(Named-object pointing records)
════

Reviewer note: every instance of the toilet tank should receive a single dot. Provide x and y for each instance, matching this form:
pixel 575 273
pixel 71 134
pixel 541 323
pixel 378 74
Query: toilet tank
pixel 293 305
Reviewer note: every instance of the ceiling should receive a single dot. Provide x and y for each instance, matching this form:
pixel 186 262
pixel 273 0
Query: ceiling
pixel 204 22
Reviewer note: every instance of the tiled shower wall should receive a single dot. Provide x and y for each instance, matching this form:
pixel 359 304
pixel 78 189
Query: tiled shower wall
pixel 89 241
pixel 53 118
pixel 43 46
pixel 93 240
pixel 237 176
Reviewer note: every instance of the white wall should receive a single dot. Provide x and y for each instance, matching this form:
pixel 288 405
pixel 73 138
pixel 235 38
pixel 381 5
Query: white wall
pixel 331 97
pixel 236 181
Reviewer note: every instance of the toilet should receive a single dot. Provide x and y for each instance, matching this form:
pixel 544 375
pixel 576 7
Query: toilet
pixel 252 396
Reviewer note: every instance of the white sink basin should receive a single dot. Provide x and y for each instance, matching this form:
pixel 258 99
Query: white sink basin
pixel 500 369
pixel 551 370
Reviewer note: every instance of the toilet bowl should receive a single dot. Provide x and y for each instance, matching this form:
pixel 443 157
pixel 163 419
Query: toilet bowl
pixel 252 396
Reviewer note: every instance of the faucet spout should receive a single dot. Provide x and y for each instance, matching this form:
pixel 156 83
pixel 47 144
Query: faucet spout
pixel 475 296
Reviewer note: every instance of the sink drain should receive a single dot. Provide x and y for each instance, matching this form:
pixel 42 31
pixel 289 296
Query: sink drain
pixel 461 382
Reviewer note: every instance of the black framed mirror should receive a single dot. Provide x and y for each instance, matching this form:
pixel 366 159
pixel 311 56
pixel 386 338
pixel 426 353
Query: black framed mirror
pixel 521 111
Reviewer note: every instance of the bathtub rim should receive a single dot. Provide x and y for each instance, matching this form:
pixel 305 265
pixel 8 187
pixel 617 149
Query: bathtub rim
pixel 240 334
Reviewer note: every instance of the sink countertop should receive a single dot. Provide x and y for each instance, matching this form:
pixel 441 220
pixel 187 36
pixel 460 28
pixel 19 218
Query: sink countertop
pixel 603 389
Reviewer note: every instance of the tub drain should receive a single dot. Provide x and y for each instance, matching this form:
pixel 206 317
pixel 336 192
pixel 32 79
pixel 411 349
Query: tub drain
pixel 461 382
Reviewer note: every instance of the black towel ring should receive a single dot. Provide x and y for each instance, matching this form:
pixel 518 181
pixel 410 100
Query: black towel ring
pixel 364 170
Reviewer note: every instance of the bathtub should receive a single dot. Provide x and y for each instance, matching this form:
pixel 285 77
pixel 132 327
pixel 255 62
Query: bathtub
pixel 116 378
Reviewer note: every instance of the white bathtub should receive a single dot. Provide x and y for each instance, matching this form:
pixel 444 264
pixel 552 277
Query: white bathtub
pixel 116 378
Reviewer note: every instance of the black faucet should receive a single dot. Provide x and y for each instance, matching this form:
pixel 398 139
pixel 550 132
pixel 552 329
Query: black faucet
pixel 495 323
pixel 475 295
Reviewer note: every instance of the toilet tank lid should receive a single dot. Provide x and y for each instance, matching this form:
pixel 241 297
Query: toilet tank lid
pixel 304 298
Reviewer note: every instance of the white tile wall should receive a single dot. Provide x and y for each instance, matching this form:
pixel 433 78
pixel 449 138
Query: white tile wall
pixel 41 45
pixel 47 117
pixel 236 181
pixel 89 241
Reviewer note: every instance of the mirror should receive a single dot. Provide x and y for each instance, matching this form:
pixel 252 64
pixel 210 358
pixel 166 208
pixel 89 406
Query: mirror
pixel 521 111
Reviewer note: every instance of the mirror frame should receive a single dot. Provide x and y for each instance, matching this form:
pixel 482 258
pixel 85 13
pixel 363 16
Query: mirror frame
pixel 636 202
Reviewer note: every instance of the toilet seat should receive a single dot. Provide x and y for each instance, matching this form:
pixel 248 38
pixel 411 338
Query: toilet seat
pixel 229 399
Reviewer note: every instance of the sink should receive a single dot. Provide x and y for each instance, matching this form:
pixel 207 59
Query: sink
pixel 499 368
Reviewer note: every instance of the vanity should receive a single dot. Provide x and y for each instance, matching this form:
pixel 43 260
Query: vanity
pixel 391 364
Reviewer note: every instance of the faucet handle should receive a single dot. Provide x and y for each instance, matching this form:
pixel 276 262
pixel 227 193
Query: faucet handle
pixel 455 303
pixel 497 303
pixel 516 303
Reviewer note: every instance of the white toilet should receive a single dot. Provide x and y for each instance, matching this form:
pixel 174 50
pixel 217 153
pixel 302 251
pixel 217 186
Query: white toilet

════

What is required: Repeat every line of the records above exactly.

Solved exercise:
Reviewer note: every instance of the toilet tank should receive a single dot. Provide x and y for each instance, matching this form:
pixel 575 273
pixel 71 134
pixel 541 323
pixel 378 74
Query: toilet tank
pixel 293 305
Reviewer note: every instance of the ceiling should receive a single dot. Provide x and y for each instance, matching this form:
pixel 186 262
pixel 273 0
Query: ceiling
pixel 204 22
Reviewer note: every instance of the tiled shower wall should receive a single dot. Provide x and y for each instance, matching this form:
pixel 359 304
pixel 78 189
Query: tiled shower wall
pixel 89 241
pixel 53 118
pixel 43 46
pixel 93 240
pixel 237 176
Reviewer note: every instance of the white wall should receive a single dot. Provide x and y for each instance, matching this form:
pixel 288 405
pixel 73 138
pixel 235 38
pixel 381 5
Query: white wall
pixel 331 97
pixel 236 181
Reviewer note: every instance of the toilet should receive a single dot. Provide x and y for each instance, matching this form:
pixel 544 375
pixel 576 7
Query: toilet
pixel 252 396
Reviewer note: every instance of the white sink basin should receive a single dot. Provide x and y for each instance, matching this form:
pixel 258 99
Query: white sink basin
pixel 500 369
pixel 551 370
Reviewer note: every instance of the toilet bowl should receive a single dot. Provide x and y for each instance, matching this form:
pixel 443 157
pixel 163 419
Query: toilet bowl
pixel 252 396
Reviewer note: every instance of the faucet spout should receive a single dot. Provide x and y for each instance, matching this form:
pixel 156 83
pixel 47 144
Query: faucet spout
pixel 475 296
Reviewer note: every instance of the sink drain should receive a single dot. Provide x and y for each instance, matching this form:
pixel 42 31
pixel 289 296
Query: sink drain
pixel 461 382
Reviewer note: every instance of the black framed mirror should receive a single dot. Provide x and y for each instance, matching this form:
pixel 366 159
pixel 311 56
pixel 386 338
pixel 426 353
Query: black framed mirror
pixel 521 111
Reviewer note: every instance of the bathtub rim should receive a single dot. Provide x and y for each instance, matching this form:
pixel 305 265
pixel 8 187
pixel 617 149
Query: bathtub rim
pixel 240 334
Reviewer note: every instance of the sink countertop should receive a single dot. Provide x and y for each instance, matching this form:
pixel 441 220
pixel 187 36
pixel 460 28
pixel 19 218
Query: sink countertop
pixel 603 389
Reviewer note: every instance of the tub drain should receive a single dot. Provide x and y for each instance, matching this form:
pixel 206 317
pixel 336 192
pixel 32 79
pixel 411 349
Query: tub drain
pixel 461 382
Reviewer note: every instance of the black towel ring should receive a single dot. Provide x and y for each instance, matching this form:
pixel 518 181
pixel 410 100
Query: black towel ring
pixel 364 170
Reviewer note: every instance of the bathtub should receive a single dot. Provide x and y for each instance, matching this form:
pixel 285 77
pixel 132 327
pixel 255 62
Query: bathtub
pixel 116 378
Reviewer note: every instance of the white bathtub should receive a single dot. Provide x and y for each instance, matching this form:
pixel 444 264
pixel 552 277
Query: white bathtub
pixel 116 378
Reviewer note: every instance of the black faucet should receive a single dot. Provide x and y for each instance, matching this form:
pixel 398 139
pixel 550 132
pixel 552 329
Query: black faucet
pixel 495 323
pixel 475 295
Reviewer note: every instance of the toilet tank lid should receive a single dot. Provide x and y for each instance, matching this form:
pixel 241 297
Query: toilet tank lid
pixel 304 298
Reviewer note: every instance of the white tile wall should receive a single dot. Provide x and y for each instance, matching this form:
pixel 433 78
pixel 449 138
Query: white tile wall
pixel 41 45
pixel 47 117
pixel 236 181
pixel 89 241
Reviewer note: every instance of the mirror should receive a single dot. Provide x and y for each instance, matching this form:
pixel 252 64
pixel 210 358
pixel 166 208
pixel 89 406
Query: mirror
pixel 521 111
Reviewer note: every instance of the mirror frame should receive a single dot. Provide x and y for each instance, matching this form:
pixel 482 258
pixel 85 13
pixel 363 16
Query: mirror frame
pixel 636 202
Reviewer note: every instance of the toilet seat should receive a single dot. Provide x and y for each instance, matching this form:
pixel 248 38
pixel 411 338
Query: toilet seat
pixel 229 399
Reviewer note: every instance of the sink should receive a single dot. Provide x and y for each instance, matching this form:
pixel 207 59
Query: sink
pixel 499 368
Reviewer note: every instance of the vanity should receive a single dot. Provide x and y for each instance, matching this form:
pixel 43 260
Query: vanity
pixel 391 364
Reviewer note: every instance of the faucet handle should receive a single dot. Provide x and y for each instance, matching this form:
pixel 276 262
pixel 227 193
Query: faucet handle
pixel 455 303
pixel 497 303
pixel 516 303
Reviewer note: every instance of the white toilet should receive a single dot. Provide x and y for each instance, matching this form:
pixel 174 50
pixel 217 153
pixel 302 251
pixel 217 186
Query: white toilet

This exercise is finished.